Text section >>
[BEGIN]

I think the overwhelming majority of people are realizing a lot of the rhetoric is just cynical lies at this point.
Consider the recent report [1] that only 25% of people don't think the media is deliberately misleading them - 50% think they are, 25% are undecided. The implications of that cannot be overstated, especially as the media has increasingly become little more than a proxy for the official position of the day.
The real problem is there isn't any better country. Zero countries currently compete with America for greater freedom.
Please let me know if you know of any because I'm getting absolutely tired of working four months for free each year, knowing that my tax dollars are paying for goods and services from which I'll never be able to benefit.
Modern governance is the problem. However, if there is no country that's, say 50% free (to put an arbitrary number on it), and even when we presume that America is 49% free and "everyone else" is less, that doesn't mean there is actual freedom.
American freedom seems to largely be centered around the ability to make money, the way things are going nowadays. We were more free in the 70s and 80s. Nowadays people in some areas get child services called because they dared to allow their child to venture somewhere by themselves. America is often the worst offender in some of these areas. True patriotism is understanding that we're not the "best" country in the world, and that we could stand a lot of weeding out chaff. Taxes go to a lot more waste than would ever come out of individual benefits, when you take the end result benefit to society. "Freedom" to allow poverty to exist is "freedom for some, but not for all".
It depends what you value most. If you don't mind corruption, then in a lot of developing countries like SE Asia, you can have a huge amount of personal freedom by paying the (relatively cheap) occasional bribe.
If you're morally opposed to that, I'd recommend Singapore for its financial freedoms. After working there for a year, I was initially opposed to such an authoritarian government, but they're one of the rare ones who use their power to run their country very efficiently and keep out of the way of private enterprise.
The thing that always gets me is the freedom of speech issue. I know I'd be jailed in countries like the UK pretty quickly.
I don't know how I'd fair in SE Asia, South Africa, or South America, but my hunch is that it wouldn't be great unless they had similar free speech absolutism.
Is it important to you that your speech is tied to your physical identity?
Now that most communication takes place online, it seems the obvious solution is to say anything controversial via pseudonyms. As long as you don't get careless about protecting your true identity, that seems like something you can do just about anywhere.
Modern American "patriotism" begins with nationalism, and gets darker and weirder from there.

[END]

Object location annotation data >>
[BEGIN]

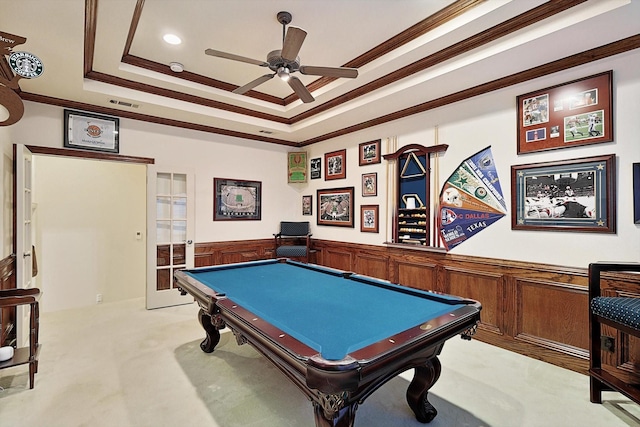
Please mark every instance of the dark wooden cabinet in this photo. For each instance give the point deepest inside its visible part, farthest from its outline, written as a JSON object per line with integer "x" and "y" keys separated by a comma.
{"x": 11, "y": 299}
{"x": 413, "y": 200}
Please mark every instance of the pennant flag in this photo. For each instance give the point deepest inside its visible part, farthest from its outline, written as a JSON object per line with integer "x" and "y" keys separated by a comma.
{"x": 471, "y": 199}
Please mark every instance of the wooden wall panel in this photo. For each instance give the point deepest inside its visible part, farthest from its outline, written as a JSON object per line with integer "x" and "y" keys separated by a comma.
{"x": 554, "y": 315}
{"x": 487, "y": 288}
{"x": 372, "y": 265}
{"x": 340, "y": 259}
{"x": 420, "y": 276}
{"x": 7, "y": 315}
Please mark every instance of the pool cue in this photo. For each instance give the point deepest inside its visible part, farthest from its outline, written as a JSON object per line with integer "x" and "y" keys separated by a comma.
{"x": 436, "y": 184}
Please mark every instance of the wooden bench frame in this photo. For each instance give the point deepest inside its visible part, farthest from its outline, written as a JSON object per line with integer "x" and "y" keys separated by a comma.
{"x": 601, "y": 380}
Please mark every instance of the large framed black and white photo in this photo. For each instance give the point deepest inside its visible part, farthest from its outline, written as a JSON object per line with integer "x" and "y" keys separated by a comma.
{"x": 570, "y": 195}
{"x": 236, "y": 199}
{"x": 335, "y": 207}
{"x": 578, "y": 112}
{"x": 87, "y": 131}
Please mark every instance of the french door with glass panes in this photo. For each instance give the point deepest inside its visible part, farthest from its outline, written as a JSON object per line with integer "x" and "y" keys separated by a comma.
{"x": 170, "y": 224}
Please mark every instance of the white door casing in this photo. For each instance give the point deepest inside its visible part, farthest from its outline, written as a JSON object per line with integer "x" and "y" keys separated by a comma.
{"x": 170, "y": 230}
{"x": 24, "y": 243}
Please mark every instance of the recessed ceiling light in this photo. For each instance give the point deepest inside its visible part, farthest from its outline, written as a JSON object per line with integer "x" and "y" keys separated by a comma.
{"x": 176, "y": 67}
{"x": 172, "y": 39}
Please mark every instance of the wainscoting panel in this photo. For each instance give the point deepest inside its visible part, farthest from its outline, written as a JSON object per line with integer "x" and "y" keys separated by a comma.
{"x": 553, "y": 315}
{"x": 421, "y": 276}
{"x": 372, "y": 265}
{"x": 487, "y": 288}
{"x": 339, "y": 258}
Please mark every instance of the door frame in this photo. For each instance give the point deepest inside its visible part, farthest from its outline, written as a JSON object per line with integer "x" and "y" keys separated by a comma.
{"x": 36, "y": 150}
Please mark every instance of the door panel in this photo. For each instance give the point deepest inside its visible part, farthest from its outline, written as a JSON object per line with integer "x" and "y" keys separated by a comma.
{"x": 24, "y": 256}
{"x": 170, "y": 231}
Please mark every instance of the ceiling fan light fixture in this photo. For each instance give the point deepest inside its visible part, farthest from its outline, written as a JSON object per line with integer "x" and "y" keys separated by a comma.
{"x": 283, "y": 73}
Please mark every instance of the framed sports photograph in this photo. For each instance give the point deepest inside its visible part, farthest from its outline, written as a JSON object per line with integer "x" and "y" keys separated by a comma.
{"x": 236, "y": 199}
{"x": 297, "y": 167}
{"x": 369, "y": 218}
{"x": 369, "y": 184}
{"x": 335, "y": 165}
{"x": 95, "y": 132}
{"x": 335, "y": 207}
{"x": 316, "y": 168}
{"x": 369, "y": 152}
{"x": 307, "y": 205}
{"x": 578, "y": 112}
{"x": 570, "y": 195}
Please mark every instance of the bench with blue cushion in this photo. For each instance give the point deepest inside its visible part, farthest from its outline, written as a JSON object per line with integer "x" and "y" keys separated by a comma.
{"x": 619, "y": 312}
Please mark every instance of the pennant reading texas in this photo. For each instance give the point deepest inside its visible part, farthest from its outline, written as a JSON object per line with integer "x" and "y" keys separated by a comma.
{"x": 471, "y": 199}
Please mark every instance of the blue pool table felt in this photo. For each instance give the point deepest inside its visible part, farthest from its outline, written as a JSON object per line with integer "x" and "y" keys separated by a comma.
{"x": 331, "y": 314}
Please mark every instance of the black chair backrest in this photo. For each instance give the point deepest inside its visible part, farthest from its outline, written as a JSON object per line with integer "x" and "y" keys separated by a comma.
{"x": 288, "y": 228}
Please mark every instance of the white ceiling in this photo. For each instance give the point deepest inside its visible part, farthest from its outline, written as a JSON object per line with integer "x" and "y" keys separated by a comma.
{"x": 338, "y": 32}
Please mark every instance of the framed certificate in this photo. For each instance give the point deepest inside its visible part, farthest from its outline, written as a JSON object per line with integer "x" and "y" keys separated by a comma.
{"x": 87, "y": 131}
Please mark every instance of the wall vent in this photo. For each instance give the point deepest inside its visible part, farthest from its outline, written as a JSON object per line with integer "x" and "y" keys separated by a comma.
{"x": 123, "y": 103}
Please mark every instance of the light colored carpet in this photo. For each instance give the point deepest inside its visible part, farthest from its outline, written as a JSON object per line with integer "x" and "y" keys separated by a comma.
{"x": 120, "y": 365}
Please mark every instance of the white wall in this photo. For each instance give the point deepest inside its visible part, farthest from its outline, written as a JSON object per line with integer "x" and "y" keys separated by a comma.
{"x": 87, "y": 214}
{"x": 466, "y": 126}
{"x": 473, "y": 124}
{"x": 6, "y": 172}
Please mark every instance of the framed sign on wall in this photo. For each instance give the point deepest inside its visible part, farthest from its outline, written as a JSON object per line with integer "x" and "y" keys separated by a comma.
{"x": 236, "y": 199}
{"x": 94, "y": 132}
{"x": 569, "y": 195}
{"x": 576, "y": 113}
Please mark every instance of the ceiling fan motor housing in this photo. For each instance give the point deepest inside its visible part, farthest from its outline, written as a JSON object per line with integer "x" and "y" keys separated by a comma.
{"x": 275, "y": 61}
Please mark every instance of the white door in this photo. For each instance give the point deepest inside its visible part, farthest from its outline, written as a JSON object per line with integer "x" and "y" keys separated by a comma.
{"x": 24, "y": 256}
{"x": 170, "y": 229}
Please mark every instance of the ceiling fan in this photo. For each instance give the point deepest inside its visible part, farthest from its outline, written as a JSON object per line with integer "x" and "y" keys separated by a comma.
{"x": 286, "y": 61}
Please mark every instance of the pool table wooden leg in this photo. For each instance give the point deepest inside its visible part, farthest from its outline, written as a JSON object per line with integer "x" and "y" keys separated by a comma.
{"x": 344, "y": 417}
{"x": 212, "y": 330}
{"x": 417, "y": 393}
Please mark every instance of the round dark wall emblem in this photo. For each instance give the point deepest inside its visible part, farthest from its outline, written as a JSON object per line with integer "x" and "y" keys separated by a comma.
{"x": 26, "y": 64}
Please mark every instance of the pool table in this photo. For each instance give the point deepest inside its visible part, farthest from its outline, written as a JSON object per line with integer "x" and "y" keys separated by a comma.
{"x": 336, "y": 335}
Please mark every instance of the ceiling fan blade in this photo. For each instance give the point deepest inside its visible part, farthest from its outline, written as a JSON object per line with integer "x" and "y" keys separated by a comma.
{"x": 350, "y": 73}
{"x": 233, "y": 57}
{"x": 254, "y": 83}
{"x": 300, "y": 89}
{"x": 292, "y": 43}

[END]

Instructions >>
1. Repeat everything in the freedom discussion from "Now that most" down to "weirder from there.".
2. Pick up the discussion of freedom and patriotism after its final sentence and carry it forward.

Expected answers >>
1.
Now that most communication takes place online, it seems the obvious solution is to say anything controversial via pseudonyms. As long as you don't get careless about protecting your true identity, that seems like something you can do just about anywhere.
Modern American "patriotism" begins with nationalism, and gets darker and weirder from there.

2.
As an exercise, imagine someone who self-identifies as a patriot. Ask them what makes them a patriot. (If you're not American, you might not get what I am getting at, but probably Canadians get it)
Real patriots fly flags from their honking F-150s, play in bouncy castles, shit in snowbanks, and call to engage in fervent sexual congress with democratically elected leaders who have great hair.
There's a huge subset (dare I say majority) of those "patriots" you deride who don't like this stuff, don't think their goings on are any of the government's business. But of course you ignore that because they don't want what you want on meaningless social issues.
1. Don't talk long and loud about being patriots (i.e. don't self-identify)
2. Tend to work for the government. Career govvies or military. They show their patriotism through action.
> There's a huge subset (dare I say majority) of those "patriots" you deride who don't like this stuff, don't think their goings on are any of the government's business.
I know the type well, as that describes one side of my family. Despite your protestations, we're saying the same thing.
> Tend to work for the government. Career govvies or military. They show their patriotism through action.
I just want to chime in here and say that working for the government isn't the only way to be a patriot (i.e. serve the country). Upholding American values is something anyone can do in any part of society.
That's fair enough. What's fresh in my memory is a few weeks back, I was at Quantico for the graduation of a family member from the FBI academy, where the convocation speech was delivered by Christopher Wray. I cannot imagine a more patriotic group of people - genuinely people who dedicate their whole lives to the betterment of the nation. It was really inspiring.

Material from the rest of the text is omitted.